To be done —
Reproduce the lines of the listing from the line containing "Can you find the mailbox" through the line containing "pixel 338 135", changing "weatherboard house" to "clapboard house" and altering nothing else.

Material for this task —

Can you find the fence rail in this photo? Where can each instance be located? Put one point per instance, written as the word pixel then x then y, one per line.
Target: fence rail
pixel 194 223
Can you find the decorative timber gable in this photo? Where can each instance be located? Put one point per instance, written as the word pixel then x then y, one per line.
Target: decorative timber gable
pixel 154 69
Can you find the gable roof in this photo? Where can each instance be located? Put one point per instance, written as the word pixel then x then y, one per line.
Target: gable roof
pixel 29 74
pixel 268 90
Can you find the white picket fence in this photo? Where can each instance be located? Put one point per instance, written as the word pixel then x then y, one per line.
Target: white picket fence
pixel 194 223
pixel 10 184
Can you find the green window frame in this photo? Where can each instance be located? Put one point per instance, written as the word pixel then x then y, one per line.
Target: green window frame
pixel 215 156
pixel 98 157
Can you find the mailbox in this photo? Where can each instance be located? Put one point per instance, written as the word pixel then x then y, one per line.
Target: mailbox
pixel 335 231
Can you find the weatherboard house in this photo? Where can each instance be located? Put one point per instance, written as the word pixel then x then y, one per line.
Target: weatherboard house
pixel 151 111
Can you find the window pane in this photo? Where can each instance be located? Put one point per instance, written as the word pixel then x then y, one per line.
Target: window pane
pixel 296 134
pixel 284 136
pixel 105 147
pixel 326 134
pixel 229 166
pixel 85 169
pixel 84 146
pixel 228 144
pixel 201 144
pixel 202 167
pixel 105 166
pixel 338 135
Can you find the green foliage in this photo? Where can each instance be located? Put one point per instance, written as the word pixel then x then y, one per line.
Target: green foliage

Problem solution —
Can you find the mailbox in this photo? Where can each instance be located? Put one point per instance, written as the word pixel then x then y, one per line.
Target: mailbox
pixel 335 231
Can you find the clapboard house in this photo? Where can each instance be located? Put one point per instance, written as the word pixel then x then y, one per line.
Target: clapboard house
pixel 151 111
Can you find the window pane in this photo? Where can each instance be located? Put one point per instance, written as the word pixel then x then y, one per line.
Target: window pane
pixel 296 134
pixel 284 136
pixel 105 147
pixel 326 134
pixel 229 166
pixel 85 169
pixel 84 146
pixel 228 144
pixel 201 144
pixel 202 167
pixel 105 166
pixel 338 135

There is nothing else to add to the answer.